## EXERCISE DIRECTIONS:
Omit the pictures from the entries below and retype everything else exactly.

## DATA PROVIDED:
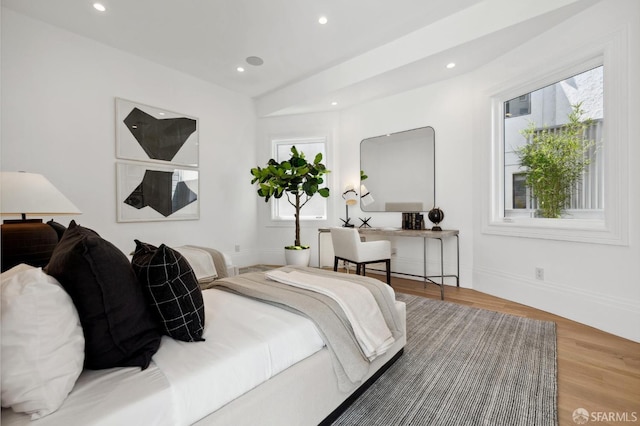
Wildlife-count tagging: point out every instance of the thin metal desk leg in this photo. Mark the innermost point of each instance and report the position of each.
(424, 261)
(458, 259)
(441, 269)
(319, 265)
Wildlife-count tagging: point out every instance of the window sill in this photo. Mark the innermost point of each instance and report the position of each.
(590, 231)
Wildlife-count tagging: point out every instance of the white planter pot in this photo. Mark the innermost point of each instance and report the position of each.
(297, 257)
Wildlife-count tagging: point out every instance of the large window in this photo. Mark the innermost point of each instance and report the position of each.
(539, 124)
(316, 207)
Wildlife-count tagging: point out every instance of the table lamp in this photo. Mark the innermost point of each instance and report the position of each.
(29, 240)
(350, 198)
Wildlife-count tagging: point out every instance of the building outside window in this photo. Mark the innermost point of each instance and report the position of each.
(549, 108)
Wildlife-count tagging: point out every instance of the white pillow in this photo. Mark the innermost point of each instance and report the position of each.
(42, 342)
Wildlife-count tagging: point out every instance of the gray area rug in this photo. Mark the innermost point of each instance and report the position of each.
(464, 366)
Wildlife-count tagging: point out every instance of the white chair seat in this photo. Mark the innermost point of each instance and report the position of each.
(347, 246)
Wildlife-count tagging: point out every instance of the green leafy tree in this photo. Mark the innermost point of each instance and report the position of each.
(296, 178)
(555, 161)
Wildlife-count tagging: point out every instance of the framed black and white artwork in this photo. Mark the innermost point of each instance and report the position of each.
(152, 192)
(145, 133)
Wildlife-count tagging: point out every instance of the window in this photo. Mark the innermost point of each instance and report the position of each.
(316, 208)
(544, 114)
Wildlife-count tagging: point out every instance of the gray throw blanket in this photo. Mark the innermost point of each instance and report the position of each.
(349, 363)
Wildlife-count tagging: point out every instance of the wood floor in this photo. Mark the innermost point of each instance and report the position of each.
(596, 370)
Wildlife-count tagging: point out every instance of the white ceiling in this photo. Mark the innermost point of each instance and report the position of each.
(357, 55)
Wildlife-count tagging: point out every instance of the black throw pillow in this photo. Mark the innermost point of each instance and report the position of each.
(172, 290)
(118, 328)
(58, 227)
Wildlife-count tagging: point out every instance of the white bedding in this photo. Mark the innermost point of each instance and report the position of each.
(358, 303)
(187, 381)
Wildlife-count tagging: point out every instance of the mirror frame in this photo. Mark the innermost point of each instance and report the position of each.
(404, 136)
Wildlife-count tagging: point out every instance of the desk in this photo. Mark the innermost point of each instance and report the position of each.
(425, 235)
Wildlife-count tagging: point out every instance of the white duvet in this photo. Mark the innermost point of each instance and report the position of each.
(247, 342)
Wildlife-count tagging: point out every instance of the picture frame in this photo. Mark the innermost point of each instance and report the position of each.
(153, 192)
(150, 134)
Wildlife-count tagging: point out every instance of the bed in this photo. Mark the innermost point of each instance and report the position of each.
(260, 362)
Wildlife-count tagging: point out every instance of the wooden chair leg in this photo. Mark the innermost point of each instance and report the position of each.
(388, 263)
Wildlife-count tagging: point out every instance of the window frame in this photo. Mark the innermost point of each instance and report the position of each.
(613, 229)
(276, 204)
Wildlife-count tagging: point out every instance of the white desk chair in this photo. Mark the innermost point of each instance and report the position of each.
(347, 246)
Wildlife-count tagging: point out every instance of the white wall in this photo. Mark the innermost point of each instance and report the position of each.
(274, 235)
(58, 93)
(429, 106)
(596, 284)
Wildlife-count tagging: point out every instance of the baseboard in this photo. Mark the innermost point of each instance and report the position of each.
(603, 311)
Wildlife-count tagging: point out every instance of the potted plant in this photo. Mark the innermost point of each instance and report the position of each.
(555, 161)
(297, 179)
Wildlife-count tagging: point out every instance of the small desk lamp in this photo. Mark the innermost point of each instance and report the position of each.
(351, 198)
(29, 240)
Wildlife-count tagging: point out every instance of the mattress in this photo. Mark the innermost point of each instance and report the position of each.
(247, 342)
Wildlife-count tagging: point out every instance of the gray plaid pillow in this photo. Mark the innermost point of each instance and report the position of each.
(171, 289)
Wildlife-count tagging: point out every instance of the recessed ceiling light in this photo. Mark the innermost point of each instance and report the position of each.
(255, 61)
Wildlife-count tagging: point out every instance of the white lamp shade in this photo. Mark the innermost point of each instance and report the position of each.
(350, 195)
(365, 196)
(32, 193)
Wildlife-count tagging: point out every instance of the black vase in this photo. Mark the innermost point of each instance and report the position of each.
(436, 216)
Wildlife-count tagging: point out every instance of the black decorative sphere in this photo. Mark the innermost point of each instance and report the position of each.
(436, 216)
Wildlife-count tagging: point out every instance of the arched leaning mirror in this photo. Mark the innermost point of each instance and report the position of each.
(400, 170)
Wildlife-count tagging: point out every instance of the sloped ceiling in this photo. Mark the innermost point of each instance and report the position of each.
(367, 49)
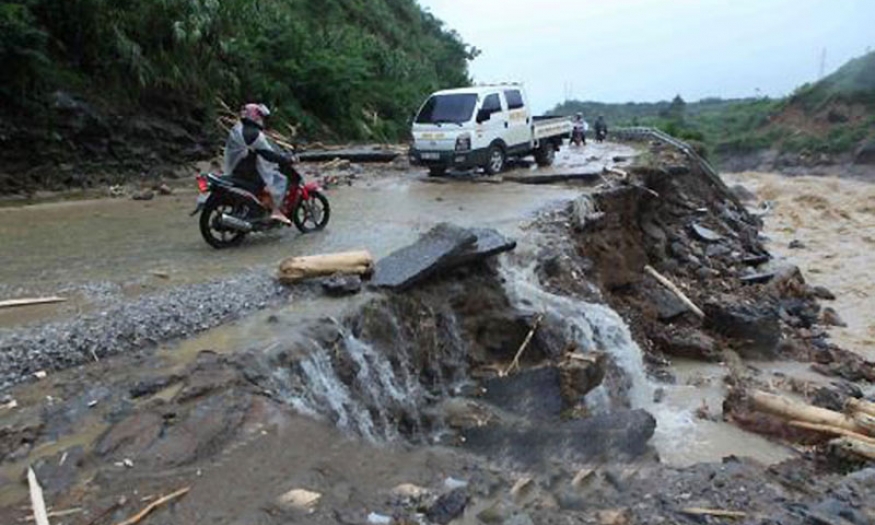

## EXERCISE RESULT:
Wildlife-count tagging: point out every instance of the thin metal desk leg in this photo. Mark the innermost point of each instance and report the position of each.
(424, 261)
(458, 259)
(441, 269)
(319, 265)
Wildlife-count tagging: point out every instance of the window sill in this photo. Mark the innermost point of each instance and report the position of each.
(590, 231)
Wildlife-count tagging: point out every instance of the white planter pot in this photo. Mark the innermost point of each instance and report the position of each.
(297, 257)
Wildlife-count tagging: point out every instance of the large window in this photo. Mark the innermost point of each instance and report the position of each.
(539, 124)
(316, 207)
Wildlife-count tagging: point out every instance of the table lamp in this photo. Mark the innermost point of each instance and report the position of each.
(29, 240)
(350, 198)
Wildlife-count tagging: point out every instance of the building outside window in this photo. Mark the innermost point of each instance and report the position of each.
(549, 108)
Wildlife-count tagging: point out every instance of the white pillow in this photo. Mark the innermost point of each instance and report the position of each.
(42, 342)
Wildlife-count tagging: point out every instance of the gray area rug in this photo. Mark the innermost point of each instance and report the position of each.
(464, 366)
Wildlife-count tagging: point out every instance of the white chair seat in this photo. Mark the innermost point of each instance and report the position of each.
(347, 246)
Wildlife-count tagging: point out every instance of the green leafy tree in this photo. Mark the innermost point of each instance and report the position of each.
(296, 178)
(555, 161)
Wildlife-count tagging: point out every instance of the framed black and white artwork in this photo. Mark the innermost point of each instance and report the position of each.
(152, 192)
(145, 133)
Wildlife-count tagging: point out every instance of the window in this photo. Mark the innermost point of each instance and report the position of each.
(316, 208)
(544, 114)
Wildlife-count tagging: point out every instance of the gray throw blanket in this photo. Mark the innermost point of each instance and report the position of each.
(349, 363)
Wildlife-count tagging: point out every instance of the wood floor in this photo. Mark the innermost point of each instance and report the position of each.
(596, 370)
Wildlife-count tagging: point out every instance of the white ceiling in this photo. Mark the innermost point of each instance and report the position of each.
(357, 55)
Wildlife-count tagging: point out every instance of the black throw pillow in this photo. Mark the innermost point of each instance and report the position of each.
(172, 290)
(118, 328)
(58, 227)
Wildlife-count tagging: point out every instance of the white bedding in this photo. Mark the innermost point of each instance and report the position of each.
(358, 303)
(187, 381)
Wildlife-count tagging: point out every instance of the mirror frame in this photo. Mark the innermost point of each instance and report the position of each.
(404, 136)
Wildlife-count tagging: point out every instance of the desk in this photo. Mark the innermost point of each instance and report the position of each.
(425, 235)
Wildlife-count tagging: point out every instance of the white duvet in this photo. Mark the innermost point of each instance and report the position of each.
(247, 342)
Wildlife-count tagging: point out every instance of the picture frame in this photo. Mark the innermost point of each instance and report the position of each.
(153, 192)
(150, 134)
Wildlife-count tagging: point out every instance of the bed in this photo. Mark the innermost point of each instance and report the position of each.
(260, 362)
Wildlife-count tagging: point out every instance of the wooden chair leg in this photo. Mark the innermost point of each instance and report the position of each.
(388, 263)
Wildlife-count tagging: point out every instance of the window frame in this photo. Mark the innermost point of each instance and report the position of each.
(613, 229)
(276, 204)
Wildlife-count tagging: point out every instance of the white desk chair in this photo. Mark the innermost point of each instance and report the position of each.
(347, 246)
Wildlife-count tagging: point out every instance of the white wall in this photo. Mark the innermost point of each instance and report the position of each.
(274, 235)
(58, 93)
(429, 106)
(596, 284)
Wildlife-count tagging: point out every instance of the baseboard in this photo. Mark the innermost point of each instance and report the position of each.
(603, 311)
Wildlife-count tagging: point out every instance of the potted plant in this photo. Mark the innermost point of each instance and report the position of each.
(555, 161)
(297, 179)
Wildlife-count tagging: point out every instance of the small desk lamp in this photo. Mark the innermost point of each instance and report the position of each.
(351, 198)
(29, 240)
Wildlife-count tagging: point out every instance of the mattress in this photo. Mark the innermost point of each instance and report the position of each.
(247, 342)
Wildlife-count tagging: point out every instance of the gray plaid pillow in this photo. Mark the innermost point of each instance and report the position of each.
(171, 289)
Wildlife-count tagging: point out every instance of the recessed ceiling light in this photo. Mark the innermost point of each instance and report the position of each.
(255, 61)
Wildlife-count tagging: point out every instance of the white lamp shade in this photo. Mark the innermost point of each instance and report the position of each.
(350, 195)
(365, 196)
(32, 193)
Wildlife-count tagging: point out every instance of the black vase in this photo. Mark the innermost point of each instance and report the position of each.
(436, 216)
Wildlife-count tagging: point out every instance of the black decorative sphere in this photo. Mark the innermost point of each instance and report the position of each.
(436, 216)
Wildlife-count tagging: point out every instance of the arched leaning mirror in this photo. Mark the innermost point of each instance and report the position of each.
(400, 170)
Wildlife-count tagging: point out every instance of the sloped ceiling in this photo. Mark the innermost point of each instance and report the position of each.
(367, 49)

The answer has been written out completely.